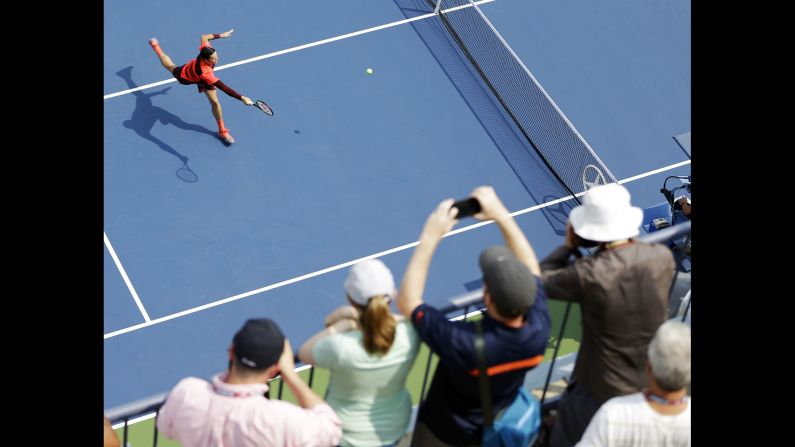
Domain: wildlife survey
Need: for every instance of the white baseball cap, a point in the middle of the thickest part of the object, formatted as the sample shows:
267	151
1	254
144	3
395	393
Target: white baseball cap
368	279
606	215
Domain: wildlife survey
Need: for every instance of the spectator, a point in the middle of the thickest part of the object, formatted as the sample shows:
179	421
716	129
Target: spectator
515	327
660	415
369	352
111	440
233	409
623	294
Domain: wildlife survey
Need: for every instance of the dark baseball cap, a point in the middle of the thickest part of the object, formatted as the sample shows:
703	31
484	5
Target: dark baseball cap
509	282
259	343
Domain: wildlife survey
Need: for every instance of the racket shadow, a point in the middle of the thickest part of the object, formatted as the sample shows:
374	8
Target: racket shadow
146	115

What you have to do: The answer should contain all the material above, copied exactly, and no images.

Solved exercise:
Domain: wildlife survey
Need: for every instance of the white baseball cap, a point in the middle of the thickest part of the object, formatted as the sample shows:
267	151
1	254
144	3
395	393
Target: white baseball cap
368	279
606	215
Domain: wildlife survey
Need: for every instance of the spectator, a point in the middle of the thickest part of the object, formatted as the sample shows:
179	421
716	129
Target: spectator
515	327
660	415
369	352
111	440
233	409
623	294
Domain: wildlife survey
Need: for every instance of the dark baseball cap, a point in the middle of the thickest part of the object, formatted as the sample shows:
703	31
484	5
Target: dark baseball cap
509	282
259	343
Domain: wildlife survey
Need: for every instance of the racket shadow, a point in the middle of the thickest part of the object, formatted as the sample shows:
374	8
Target: racket shadow
146	115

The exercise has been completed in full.